SOURCE PASSAGE:
————————
Why, especially since I am a black man who works and lives in New York City with youth of color, cares deeply enough about social justice to teach and write about it, has himself had his share of run-ins with law enforcement, and is still fairly young, was I not among the loudest voices in support of justice for Sean Bell? The answer lies in the question itself. It is precisely because of all the things that I am, do, believe and have been through, that I have, up to now, recused myself from commenting on or writing about the case. 

 

Albert Einstein once defined insanity as doing the same thing over and over again and expecting different results. For me, participating in an uproar over Sean Bell with the expectation that a collective cry of outrage would register in the halls of justice was a doomed enterprise. But it was the automatic comparison people made (and continue to make) between Bell and Diallo that really irritated me. It was, in my opinion, like setting a dinner table when you know good and well that the cupboards are bare.

 

Sean Bell was not Amadou Diallo. He was not reaching for his wallet on an otherwise empty, unassuming street when he was sprayed with bullets. He was leaving one of the seediest strip clubs in New York City at 4 o’clock in the morning. Is that a crime? No. Is it a significant detail that should be taken into consideration? Absolutely. Not because it suggests Bell or his entourage had a proclivity for crime but because the club itself was a known criminal hang out. Is it sad that this was the night before Bell’s marriage? Yes. Is it relevant to whether the offending officers were guilty or not? No.
————————
GIVEN EXERCISE A:
Translate this sentence from the Sean Bell passage into Spanish: "He was leaving one of the seediest strip clubs in New York City at 4 o’clock in the morning."
————————
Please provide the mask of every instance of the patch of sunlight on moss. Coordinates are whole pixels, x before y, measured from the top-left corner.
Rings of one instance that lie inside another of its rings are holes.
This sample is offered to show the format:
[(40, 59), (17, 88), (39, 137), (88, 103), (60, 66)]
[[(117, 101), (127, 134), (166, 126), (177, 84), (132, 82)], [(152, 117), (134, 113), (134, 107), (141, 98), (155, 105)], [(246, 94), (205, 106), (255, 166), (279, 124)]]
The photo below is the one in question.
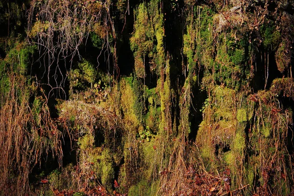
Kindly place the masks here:
[(254, 180), (254, 171), (253, 169), (250, 167), (247, 170), (247, 178), (248, 179), (248, 183), (249, 184), (253, 185), (253, 180)]
[(80, 148), (84, 150), (93, 146), (94, 142), (94, 136), (88, 134), (85, 135), (81, 138), (79, 138), (78, 144), (80, 145)]
[(235, 155), (232, 150), (225, 152), (224, 154), (223, 158), (224, 161), (228, 165), (232, 165), (236, 161)]
[(143, 179), (130, 188), (128, 195), (129, 196), (156, 195), (159, 184), (159, 182), (155, 181), (150, 185), (147, 180)]
[(245, 147), (245, 138), (242, 134), (237, 133), (234, 139), (234, 149), (240, 154)]
[(210, 159), (213, 152), (211, 147), (209, 146), (204, 146), (201, 150), (201, 156), (204, 159)]
[(270, 135), (271, 128), (269, 125), (266, 124), (262, 128), (261, 131), (262, 134), (266, 137), (268, 138)]
[(100, 157), (101, 168), (101, 181), (108, 190), (111, 190), (112, 180), (114, 178), (113, 160), (109, 150), (104, 149)]
[(237, 120), (239, 122), (247, 121), (247, 111), (245, 109), (240, 109), (237, 112)]

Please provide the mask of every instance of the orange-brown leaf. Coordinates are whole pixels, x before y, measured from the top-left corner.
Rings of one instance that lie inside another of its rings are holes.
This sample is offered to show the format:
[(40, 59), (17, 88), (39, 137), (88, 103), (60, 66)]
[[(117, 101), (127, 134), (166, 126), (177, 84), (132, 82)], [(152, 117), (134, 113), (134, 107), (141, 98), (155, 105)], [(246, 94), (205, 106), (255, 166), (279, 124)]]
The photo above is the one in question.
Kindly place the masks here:
[(119, 187), (120, 187), (120, 185), (119, 185), (118, 181), (115, 179), (114, 180), (114, 188), (119, 188)]

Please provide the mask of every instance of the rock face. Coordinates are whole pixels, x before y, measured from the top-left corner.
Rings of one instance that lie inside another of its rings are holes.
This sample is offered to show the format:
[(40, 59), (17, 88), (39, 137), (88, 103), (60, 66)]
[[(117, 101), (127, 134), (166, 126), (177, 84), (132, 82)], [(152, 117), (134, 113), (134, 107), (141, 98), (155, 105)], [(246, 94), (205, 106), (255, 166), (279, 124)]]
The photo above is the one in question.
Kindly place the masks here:
[(0, 195), (294, 195), (294, 8), (0, 2)]

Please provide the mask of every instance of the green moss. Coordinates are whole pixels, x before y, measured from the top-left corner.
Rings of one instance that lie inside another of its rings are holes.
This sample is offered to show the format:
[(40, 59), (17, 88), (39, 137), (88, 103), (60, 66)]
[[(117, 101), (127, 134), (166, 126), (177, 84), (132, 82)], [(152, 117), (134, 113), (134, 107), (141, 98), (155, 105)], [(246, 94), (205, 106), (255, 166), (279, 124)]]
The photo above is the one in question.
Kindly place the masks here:
[(223, 158), (225, 162), (228, 165), (234, 165), (236, 161), (236, 157), (234, 152), (231, 150), (224, 153)]
[(100, 174), (102, 184), (110, 190), (114, 178), (114, 166), (111, 152), (107, 149), (104, 149), (99, 157)]
[(239, 154), (242, 154), (245, 149), (245, 138), (243, 134), (237, 133), (233, 141), (233, 149)]
[(152, 184), (146, 180), (143, 179), (129, 189), (128, 195), (130, 196), (155, 196), (159, 183), (155, 182)]
[(74, 193), (73, 196), (86, 196), (87, 194), (86, 194), (84, 192), (76, 192)]
[(265, 48), (276, 47), (281, 38), (280, 32), (275, 29), (275, 26), (272, 22), (264, 24), (261, 28), (263, 44)]
[(90, 33), (90, 37), (92, 41), (92, 45), (94, 47), (100, 49), (102, 49), (102, 46), (103, 44), (103, 40), (101, 39), (98, 35), (94, 32), (91, 32)]
[(41, 122), (39, 115), (42, 110), (43, 104), (43, 103), (40, 98), (35, 98), (32, 105), (32, 112), (34, 116), (34, 119), (36, 122), (38, 122), (39, 124)]
[(254, 177), (255, 173), (254, 170), (252, 168), (249, 168), (247, 170), (247, 179), (249, 184), (253, 185), (253, 180), (254, 180)]
[(238, 110), (237, 119), (239, 122), (244, 122), (247, 121), (247, 111), (245, 109)]
[(98, 76), (98, 73), (94, 65), (83, 59), (70, 73), (70, 85), (72, 88), (80, 90), (92, 88)]
[(261, 132), (262, 134), (266, 137), (268, 138), (270, 135), (270, 125), (269, 124), (266, 124), (263, 126), (263, 127), (261, 129)]

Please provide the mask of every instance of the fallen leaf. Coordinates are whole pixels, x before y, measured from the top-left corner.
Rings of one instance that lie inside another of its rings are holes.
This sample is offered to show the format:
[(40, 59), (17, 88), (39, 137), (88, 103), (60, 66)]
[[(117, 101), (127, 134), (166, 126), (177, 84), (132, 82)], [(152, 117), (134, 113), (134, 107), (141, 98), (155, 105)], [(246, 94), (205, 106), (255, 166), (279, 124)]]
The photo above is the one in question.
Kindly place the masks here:
[(118, 181), (116, 181), (116, 179), (115, 179), (114, 180), (114, 188), (119, 188), (119, 187), (120, 187), (120, 185), (119, 185)]
[(195, 184), (197, 185), (200, 185), (201, 183), (201, 179), (199, 177), (196, 177), (195, 178)]
[(229, 168), (226, 169), (225, 170), (223, 171), (223, 174), (226, 175), (230, 175), (230, 174), (231, 174), (231, 170)]
[(226, 191), (229, 191), (230, 190), (230, 188), (231, 188), (231, 186), (230, 186), (230, 183), (228, 182), (225, 182), (224, 185), (224, 190)]
[(42, 184), (46, 184), (49, 182), (49, 181), (47, 179), (42, 179), (41, 180), (41, 183)]

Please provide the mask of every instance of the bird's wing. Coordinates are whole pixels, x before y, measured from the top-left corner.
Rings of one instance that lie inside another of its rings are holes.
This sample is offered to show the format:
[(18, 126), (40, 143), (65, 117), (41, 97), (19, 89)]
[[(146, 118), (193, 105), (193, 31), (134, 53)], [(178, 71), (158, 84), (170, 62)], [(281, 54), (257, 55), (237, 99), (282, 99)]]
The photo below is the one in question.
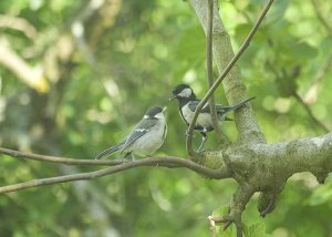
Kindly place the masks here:
[(125, 144), (125, 141), (121, 142), (121, 143), (118, 143), (114, 146), (111, 146), (111, 147), (106, 148), (105, 151), (101, 152), (100, 154), (97, 154), (94, 158), (100, 159), (100, 158), (103, 158), (105, 156), (108, 156), (112, 153), (115, 153), (115, 152), (120, 151), (124, 144)]
[(125, 144), (121, 150), (121, 153), (129, 145), (132, 145), (137, 138), (146, 134), (154, 125), (156, 125), (156, 123), (157, 120), (148, 120), (148, 118), (142, 120), (132, 131), (132, 133), (127, 136)]
[[(188, 104), (188, 107), (190, 109), (190, 111), (195, 112), (197, 105), (199, 104), (200, 101), (190, 101)], [(217, 113), (225, 113), (226, 111), (228, 111), (231, 106), (224, 106), (221, 104), (216, 104), (215, 105)], [(203, 113), (210, 113), (210, 105), (209, 103), (206, 103), (203, 109), (201, 109)]]

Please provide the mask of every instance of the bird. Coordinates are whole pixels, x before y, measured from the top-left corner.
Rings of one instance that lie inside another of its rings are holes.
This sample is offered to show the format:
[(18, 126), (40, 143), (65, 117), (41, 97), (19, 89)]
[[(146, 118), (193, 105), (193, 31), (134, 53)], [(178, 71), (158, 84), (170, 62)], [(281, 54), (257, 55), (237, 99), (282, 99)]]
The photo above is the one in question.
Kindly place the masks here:
[(98, 153), (95, 158), (100, 159), (115, 152), (124, 157), (134, 154), (147, 156), (156, 152), (164, 143), (167, 134), (165, 120), (166, 106), (154, 106), (149, 109), (134, 130), (118, 144)]
[[(200, 102), (200, 100), (196, 96), (193, 89), (187, 84), (177, 85), (173, 90), (172, 93), (173, 93), (173, 96), (169, 100), (176, 99), (178, 101), (180, 116), (185, 121), (187, 126), (189, 126), (189, 124), (194, 117), (195, 110), (196, 110), (198, 103)], [(245, 100), (234, 106), (224, 106), (220, 104), (215, 104), (219, 123), (221, 123), (222, 121), (231, 121), (226, 115), (229, 112), (243, 106), (246, 103), (248, 103), (249, 101), (252, 101), (253, 99), (256, 99), (256, 97), (250, 97), (250, 99)], [(211, 118), (211, 114), (210, 114), (210, 106), (208, 103), (206, 103), (203, 106), (203, 109), (197, 117), (197, 121), (195, 123), (194, 130), (200, 132), (200, 134), (201, 134), (201, 143), (198, 147), (198, 152), (199, 152), (207, 141), (207, 133), (214, 131), (214, 124), (212, 124), (212, 118)]]

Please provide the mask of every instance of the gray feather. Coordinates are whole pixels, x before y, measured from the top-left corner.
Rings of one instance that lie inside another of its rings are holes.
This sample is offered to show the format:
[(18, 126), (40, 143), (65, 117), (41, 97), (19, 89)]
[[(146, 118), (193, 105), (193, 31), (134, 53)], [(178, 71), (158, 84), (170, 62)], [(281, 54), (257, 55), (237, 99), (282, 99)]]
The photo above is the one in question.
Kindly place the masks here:
[(115, 152), (118, 152), (120, 150), (122, 150), (123, 145), (125, 144), (125, 141), (116, 144), (115, 146), (111, 146), (110, 148), (106, 148), (105, 151), (101, 152), (100, 154), (97, 154), (94, 158), (95, 159), (100, 159), (103, 158), (105, 156), (108, 156)]

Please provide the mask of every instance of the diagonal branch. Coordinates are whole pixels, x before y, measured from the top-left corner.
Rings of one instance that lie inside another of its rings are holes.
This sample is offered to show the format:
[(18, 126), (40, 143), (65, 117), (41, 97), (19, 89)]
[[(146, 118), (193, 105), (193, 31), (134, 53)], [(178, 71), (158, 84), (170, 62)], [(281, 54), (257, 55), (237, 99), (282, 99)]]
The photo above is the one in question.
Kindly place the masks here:
[(13, 150), (7, 150), (0, 147), (0, 153), (6, 154), (12, 157), (19, 158), (28, 158), (35, 159), (39, 162), (51, 162), (58, 164), (65, 165), (90, 165), (90, 166), (100, 166), (100, 165), (110, 165), (113, 167), (103, 168), (100, 171), (80, 173), (73, 175), (63, 175), (56, 177), (41, 178), (29, 182), (23, 182), (19, 184), (8, 185), (0, 187), (1, 193), (9, 193), (14, 190), (21, 190), (30, 187), (38, 187), (51, 184), (66, 183), (73, 181), (83, 181), (83, 179), (92, 179), (96, 177), (102, 177), (108, 174), (114, 174), (117, 172), (141, 167), (141, 166), (155, 166), (155, 167), (167, 167), (167, 168), (188, 168), (190, 171), (196, 172), (203, 176), (209, 178), (228, 178), (231, 176), (228, 167), (221, 166), (218, 169), (208, 168), (203, 165), (199, 165), (189, 159), (184, 159), (179, 157), (164, 156), (164, 157), (148, 157), (136, 161), (127, 161), (127, 159), (111, 159), (111, 161), (95, 161), (95, 159), (74, 159), (74, 158), (65, 158), (65, 157), (56, 157), (56, 156), (46, 156), (31, 153), (22, 153)]
[(155, 167), (168, 167), (168, 168), (179, 168), (186, 167), (188, 169), (195, 171), (196, 173), (210, 177), (210, 178), (227, 178), (230, 177), (228, 169), (211, 169), (205, 166), (201, 166), (197, 163), (190, 162), (188, 159), (177, 158), (177, 157), (159, 157), (159, 158), (143, 158), (132, 162), (125, 162), (123, 164), (103, 168), (95, 172), (80, 173), (73, 175), (63, 175), (56, 177), (33, 179), (29, 182), (23, 182), (19, 184), (8, 185), (0, 187), (0, 194), (10, 193), (15, 190), (22, 190), (31, 187), (45, 186), (51, 184), (60, 184), (73, 181), (84, 181), (93, 179), (110, 174), (123, 172), (126, 169), (141, 167), (141, 166), (155, 166)]
[[(191, 123), (189, 124), (188, 132), (187, 132), (188, 136), (187, 136), (187, 141), (186, 141), (186, 147), (187, 147), (187, 152), (188, 152), (189, 155), (195, 155), (195, 152), (193, 150), (190, 150), (190, 147), (191, 147), (191, 143), (193, 143), (193, 131), (194, 131), (194, 126), (195, 126), (195, 123), (197, 121), (198, 114), (200, 113), (203, 106), (207, 103), (207, 101), (209, 100), (209, 97), (211, 96), (211, 94), (220, 85), (220, 83), (222, 82), (222, 80), (227, 76), (227, 74), (229, 73), (229, 71), (232, 69), (232, 66), (236, 64), (236, 62), (240, 59), (240, 56), (243, 54), (243, 52), (246, 51), (246, 49), (249, 47), (250, 41), (252, 40), (252, 38), (253, 38), (255, 33), (257, 32), (258, 28), (260, 27), (262, 20), (267, 16), (267, 13), (268, 13), (271, 4), (273, 3), (273, 1), (274, 0), (269, 0), (268, 4), (266, 6), (266, 8), (263, 9), (263, 11), (261, 12), (260, 17), (258, 18), (258, 20), (255, 23), (253, 28), (251, 29), (250, 33), (248, 34), (248, 37), (243, 41), (243, 43), (240, 47), (240, 49), (237, 52), (237, 54), (230, 60), (230, 62), (228, 63), (228, 65), (226, 66), (226, 69), (224, 70), (224, 72), (219, 75), (219, 78), (217, 79), (217, 81), (214, 83), (214, 85), (209, 89), (209, 91), (205, 94), (205, 96), (203, 97), (203, 100), (197, 105), (196, 111), (195, 111), (194, 116), (193, 116), (193, 120), (191, 120)], [(194, 0), (191, 0), (191, 4), (195, 6), (196, 2)]]

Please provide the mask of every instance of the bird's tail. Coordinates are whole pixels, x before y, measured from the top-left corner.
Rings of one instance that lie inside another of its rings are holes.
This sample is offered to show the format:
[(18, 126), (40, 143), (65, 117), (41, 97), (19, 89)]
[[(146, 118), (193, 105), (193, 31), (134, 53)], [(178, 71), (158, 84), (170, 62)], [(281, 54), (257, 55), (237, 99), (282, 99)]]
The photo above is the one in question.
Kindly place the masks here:
[(250, 97), (250, 99), (247, 99), (247, 100), (245, 100), (245, 101), (242, 101), (242, 102), (240, 102), (240, 103), (238, 103), (238, 104), (236, 104), (236, 105), (234, 105), (234, 106), (229, 106), (229, 109), (228, 109), (227, 112), (235, 111), (235, 110), (237, 110), (237, 109), (243, 106), (243, 105), (245, 105), (246, 103), (248, 103), (249, 101), (252, 101), (252, 100), (255, 100), (255, 99), (256, 99), (256, 97)]
[(115, 152), (118, 152), (120, 150), (123, 148), (125, 142), (118, 143), (115, 146), (111, 146), (110, 148), (106, 148), (105, 151), (101, 152), (100, 154), (97, 154), (94, 158), (95, 159), (100, 159), (103, 158), (105, 156), (108, 156)]

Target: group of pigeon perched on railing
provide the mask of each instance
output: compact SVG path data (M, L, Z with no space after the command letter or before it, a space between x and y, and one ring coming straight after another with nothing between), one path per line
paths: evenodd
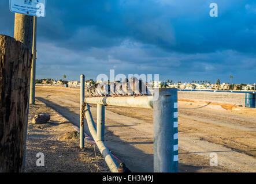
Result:
M142 80L132 77L123 82L97 83L87 88L89 97L124 97L151 95Z

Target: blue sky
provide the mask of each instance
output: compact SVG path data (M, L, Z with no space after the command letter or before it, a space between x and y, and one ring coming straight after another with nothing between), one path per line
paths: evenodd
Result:
M211 3L218 17L209 16ZM0 2L0 33L14 14ZM183 82L256 83L256 2L244 0L48 0L38 20L36 78L159 74Z

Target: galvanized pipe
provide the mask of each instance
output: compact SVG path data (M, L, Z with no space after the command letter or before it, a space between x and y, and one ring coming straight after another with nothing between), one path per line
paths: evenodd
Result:
M97 140L105 141L105 105L97 104Z
M84 75L80 76L80 148L84 148Z
M154 172L178 172L176 89L159 89L154 105Z
M118 172L118 166L114 158L113 157L112 154L110 153L104 142L102 140L98 140L97 139L96 127L92 119L91 111L90 110L90 106L88 105L86 105L85 107L85 114L90 132L99 148L99 151L104 157L107 166L109 166L111 172Z
M152 109L152 96L87 97L84 102L91 104Z

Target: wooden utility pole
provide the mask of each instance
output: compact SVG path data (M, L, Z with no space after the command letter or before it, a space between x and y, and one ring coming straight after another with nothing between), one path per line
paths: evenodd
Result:
M33 44L32 16L15 13L14 39L27 45L32 52Z
M29 48L0 34L0 172L23 171L31 62Z
M37 17L34 17L33 28L33 44L32 53L33 60L32 61L31 76L30 77L30 93L29 103L35 104L35 77L36 77L36 29Z
M24 166L33 22L16 13L14 39L0 34L0 172Z

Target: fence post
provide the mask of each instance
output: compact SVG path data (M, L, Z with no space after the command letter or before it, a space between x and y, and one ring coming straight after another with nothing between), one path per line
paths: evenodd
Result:
M97 104L97 140L105 141L105 106Z
M154 172L178 172L177 89L159 89L153 109Z
M84 147L84 75L80 76L80 148Z
M31 63L29 48L0 34L0 172L23 171Z

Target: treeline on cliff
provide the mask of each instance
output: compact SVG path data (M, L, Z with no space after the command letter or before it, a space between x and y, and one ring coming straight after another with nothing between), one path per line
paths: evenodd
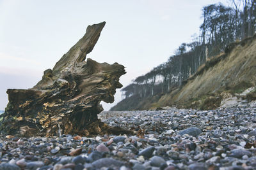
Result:
M202 17L204 22L196 40L182 43L166 62L123 88L124 99L140 99L172 91L186 82L207 60L223 52L228 44L254 34L256 0L230 0L230 6L211 4L202 8Z

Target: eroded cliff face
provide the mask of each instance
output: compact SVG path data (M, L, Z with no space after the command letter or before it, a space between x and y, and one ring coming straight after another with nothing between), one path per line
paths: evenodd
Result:
M141 98L128 97L112 110L150 110L173 106L211 110L221 101L256 86L256 34L228 45L225 52L202 66L180 88L166 94ZM250 97L251 96L251 97ZM228 96L228 97L227 97ZM255 99L255 92L244 99Z
M125 73L117 63L86 59L105 22L89 25L85 35L65 53L42 80L28 89L8 89L9 103L0 130L8 134L57 136L102 134L113 128L98 120L101 101L114 101L119 78Z

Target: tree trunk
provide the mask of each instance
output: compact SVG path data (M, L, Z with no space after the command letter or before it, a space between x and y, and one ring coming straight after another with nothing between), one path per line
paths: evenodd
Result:
M88 59L105 22L89 25L85 35L56 64L42 80L28 90L8 89L9 103L0 130L20 136L89 135L111 132L98 120L101 101L114 101L119 78L125 73L117 63L110 65Z

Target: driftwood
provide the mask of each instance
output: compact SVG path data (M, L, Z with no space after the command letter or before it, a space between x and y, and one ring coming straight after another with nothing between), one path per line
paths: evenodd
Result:
M101 101L114 101L119 78L125 73L117 63L98 63L92 52L106 22L89 25L85 35L65 53L42 80L28 89L8 89L9 103L1 115L0 130L21 136L88 136L127 132L98 120Z

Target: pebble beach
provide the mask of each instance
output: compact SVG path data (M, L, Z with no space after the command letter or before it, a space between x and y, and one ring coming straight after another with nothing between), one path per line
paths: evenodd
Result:
M99 115L132 136L2 134L0 169L256 169L256 102L163 109Z

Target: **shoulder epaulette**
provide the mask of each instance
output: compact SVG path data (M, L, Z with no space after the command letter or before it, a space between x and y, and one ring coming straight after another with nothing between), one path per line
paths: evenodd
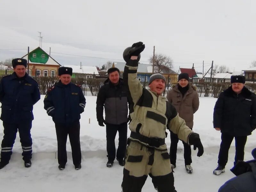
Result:
M31 77L31 79L33 79L33 80L34 80L34 81L35 81L36 82L37 82L37 81L36 81L36 79L34 79L34 78L33 77Z
M3 78L4 77L8 77L9 76L11 75L11 74L8 74L8 75L5 75L4 76L3 76L2 78Z
M54 85L53 85L53 86L52 86L52 87L50 87L50 88L49 88L49 89L48 89L48 90L47 90L47 92L51 92L51 91L52 91L52 90L53 89L54 89L54 87L55 87L55 86L54 86Z

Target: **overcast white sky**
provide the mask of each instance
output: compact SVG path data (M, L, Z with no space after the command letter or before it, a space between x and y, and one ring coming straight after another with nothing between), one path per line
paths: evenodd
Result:
M205 72L213 60L238 71L256 60L256 8L255 0L1 0L0 61L39 46L40 31L43 49L62 65L122 61L140 41L144 63L155 45L175 70L194 63L202 71L204 60Z

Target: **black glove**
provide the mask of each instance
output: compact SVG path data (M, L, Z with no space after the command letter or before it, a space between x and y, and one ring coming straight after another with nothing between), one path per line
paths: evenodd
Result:
M142 42L138 42L134 43L132 47L127 47L124 50L123 56L124 59L126 62L131 59L132 56L138 56L138 61L140 60L140 53L145 48L145 45Z
M105 120L104 120L104 119L100 119L98 121L98 123L99 123L99 125L102 127L104 127L104 124L103 124L103 123L105 124L106 124L106 122Z
M142 42L135 43L132 45L132 48L128 52L130 56L138 56L145 48L145 45Z
M204 153L204 147L203 146L201 140L199 138L199 135L196 133L192 133L188 137L188 142L190 145L194 146L194 150L198 148L197 156L202 156Z
M129 115L128 116L128 118L127 119L127 123L129 123L128 124L130 124L131 122L132 121L132 118L131 118L131 116Z
M80 106L79 107L80 107L80 108L79 108L80 109L80 111L79 111L79 113L80 113L80 114L81 114L81 113L83 113L83 112L84 112L84 108L83 107L82 107L81 106Z
M52 117L53 117L54 116L54 112L55 111L55 109L53 109L51 111L51 112L48 114L48 115Z

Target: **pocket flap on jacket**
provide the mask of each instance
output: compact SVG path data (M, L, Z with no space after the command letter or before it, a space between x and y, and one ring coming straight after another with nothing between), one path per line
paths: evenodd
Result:
M128 156L128 159L127 160L127 161L128 162L141 162L142 161L143 158L143 155L137 156L129 155Z
M24 107L22 108L22 109L25 111L31 111L32 110L32 107Z
M164 153L161 154L163 156L163 158L164 159L167 159L170 158L170 156L169 155L169 154L168 153Z

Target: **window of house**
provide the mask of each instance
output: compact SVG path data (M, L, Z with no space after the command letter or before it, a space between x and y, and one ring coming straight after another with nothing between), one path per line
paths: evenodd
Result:
M56 72L55 71L51 71L51 76L54 77L56 76Z
M48 70L44 70L44 76L48 76Z
M41 70L40 69L36 70L36 76L38 77L41 76Z

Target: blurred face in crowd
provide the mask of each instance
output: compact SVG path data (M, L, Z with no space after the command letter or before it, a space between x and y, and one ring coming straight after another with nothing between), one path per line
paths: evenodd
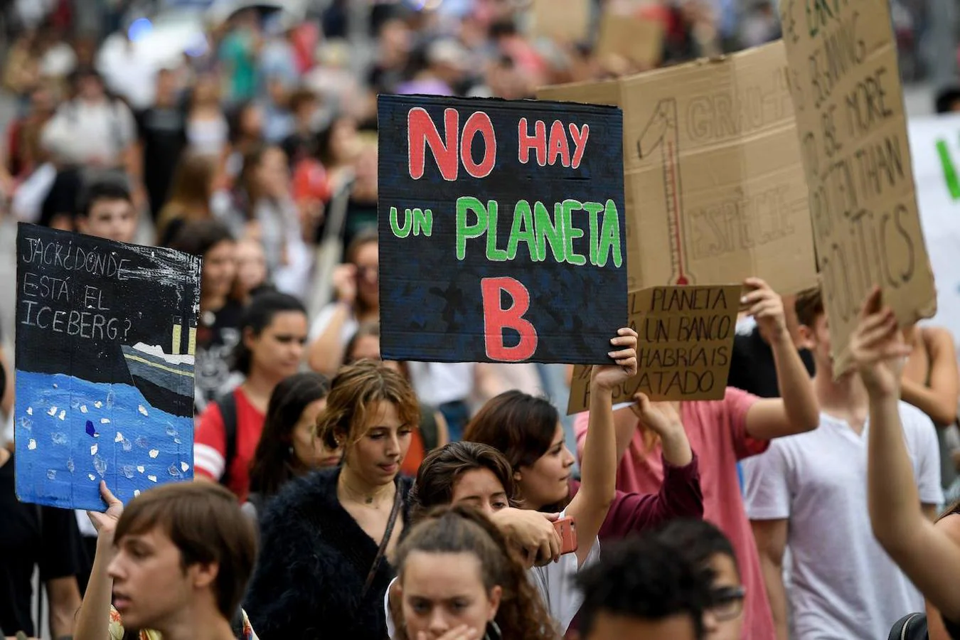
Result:
M474 507L488 516L510 507L503 485L492 471L485 467L460 474L453 486L452 502Z
M380 299L380 258L377 244L369 242L362 245L357 249L354 264L357 268L357 294L368 304L376 304Z
M685 613L678 613L660 620L649 620L601 610L593 619L593 628L584 636L584 640L625 638L697 640L697 628L693 623L693 616Z
M827 314L820 314L813 321L813 326L801 326L800 335L804 345L810 349L813 362L819 370L830 370L833 367L833 357L830 356L830 327L827 321Z
M84 100L99 100L104 97L104 83L92 74L83 76L77 83L77 94Z
M268 196L281 198L290 192L290 165L282 149L271 147L263 152L256 168L256 178Z
M324 446L323 441L314 436L314 426L317 416L326 406L326 399L315 400L306 406L300 417L297 420L291 436L290 445L294 455L307 468L336 466L343 456L342 449L333 451Z
M332 125L330 131L330 154L337 162L350 162L359 153L360 139L356 123L349 118L340 118Z
M563 502L570 491L569 480L574 458L566 448L564 428L557 423L553 443L546 453L530 466L518 469L516 484L523 495L524 506L540 509Z
M117 242L133 242L136 213L128 200L101 198L90 205L86 217L77 219L77 225L81 233Z
M193 102L196 105L216 105L220 101L220 85L216 76L204 74L197 79L193 87Z
M226 297L233 287L236 276L236 250L234 242L219 242L204 254L204 271L201 289L209 297Z
M198 589L210 588L216 564L182 566L180 549L160 527L117 540L107 568L114 606L128 628L163 628L164 621L194 604Z
M267 281L267 258L259 242L245 239L237 243L236 265L237 282L244 293Z
M400 580L407 637L436 640L466 626L482 638L501 595L499 586L487 590L475 554L414 551Z
M377 401L367 409L367 428L348 446L345 463L368 486L394 482L410 449L413 425L403 424L393 402Z
M743 631L743 598L736 562L726 554L710 558L714 578L711 590L716 604L704 612L707 640L739 640Z
M306 316L300 311L277 313L258 335L248 329L244 341L252 354L252 368L275 380L296 373L303 357L306 331Z
M57 105L54 101L54 94L49 89L36 89L30 96L31 116L35 118L46 120L54 114L56 107Z
M249 138L259 138L263 131L263 111L256 105L248 105L240 114L240 131Z

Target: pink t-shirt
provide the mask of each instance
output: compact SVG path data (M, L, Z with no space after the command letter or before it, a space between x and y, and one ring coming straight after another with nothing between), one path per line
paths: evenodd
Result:
M736 552L747 591L743 639L774 640L777 633L773 613L736 473L738 460L763 453L770 444L769 440L757 440L747 435L747 412L758 399L746 391L728 388L723 400L684 402L680 413L690 447L700 459L704 519L719 527ZM580 458L583 457L588 420L588 414L586 413L576 418L577 453ZM647 450L641 431L635 431L630 448L617 467L616 488L639 493L660 490L663 481L661 453L659 440Z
————————
GIVEN EXERCISE B:
Rewrite the records from their first line through the line with "165), (236, 161)]", swapping "instance" for "occurrence" and keeping everything else the same. Give only those lines, and leave out the pictures.

RESULT A:
Estaba saliendo de uno de los clubes de striptease más sórdidos de la ciudad de Nueva York a las 4 de la mañana.

RESULT B:
Please provide the mask of every occurrence of the patch of sunlight on moss. Coordinates are whole pixels, x before y, measured from the top-left corner.
Rings of one occurrence that lie inside another of its rings are holes.
This sample is offered to show the format:
[(40, 59), (17, 88), (39, 137), (88, 103), (60, 66)]
[[(117, 101), (127, 134), (166, 126), (177, 84), (132, 82)], [(152, 117), (134, 113), (134, 107), (141, 98), (155, 105)], [(246, 94), (205, 106), (255, 166), (279, 124)]]
The photo below is the one in question.
Kindly place the masks here:
[(254, 180), (254, 171), (253, 169), (250, 167), (247, 170), (247, 178), (248, 179), (248, 183), (249, 184), (253, 185), (253, 180)]
[(80, 148), (84, 150), (93, 146), (94, 142), (94, 136), (88, 134), (85, 135), (81, 138), (79, 138), (78, 144), (80, 145)]
[(235, 155), (232, 150), (225, 152), (224, 154), (223, 158), (224, 161), (228, 165), (232, 165), (236, 161)]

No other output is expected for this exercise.